* Exercise brief
Take the data that follows and return it exactly.

* The records
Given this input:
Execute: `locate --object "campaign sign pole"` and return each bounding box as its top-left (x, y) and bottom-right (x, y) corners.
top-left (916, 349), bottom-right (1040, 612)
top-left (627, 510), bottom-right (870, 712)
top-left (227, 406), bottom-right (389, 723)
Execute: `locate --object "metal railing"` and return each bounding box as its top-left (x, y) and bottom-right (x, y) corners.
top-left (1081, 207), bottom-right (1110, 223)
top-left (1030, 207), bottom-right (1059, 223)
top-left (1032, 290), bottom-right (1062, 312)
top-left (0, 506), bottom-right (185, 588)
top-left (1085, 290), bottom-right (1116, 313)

* Exercise answer
Given this input:
Execute: `locate --object "campaign sign pole"` and return each bounding box as its top-left (x, y) and bottom-right (x, y) corners.
top-left (916, 349), bottom-right (1040, 612)
top-left (627, 510), bottom-right (870, 712)
top-left (227, 406), bottom-right (389, 723)
Execute: `locate --object "metal railing"` and return each bounding box as its top-left (x, y) and bottom-right (x, y) corners.
top-left (1081, 207), bottom-right (1110, 223)
top-left (1030, 207), bottom-right (1059, 223)
top-left (1032, 290), bottom-right (1062, 312)
top-left (0, 506), bottom-right (185, 588)
top-left (1085, 290), bottom-right (1116, 313)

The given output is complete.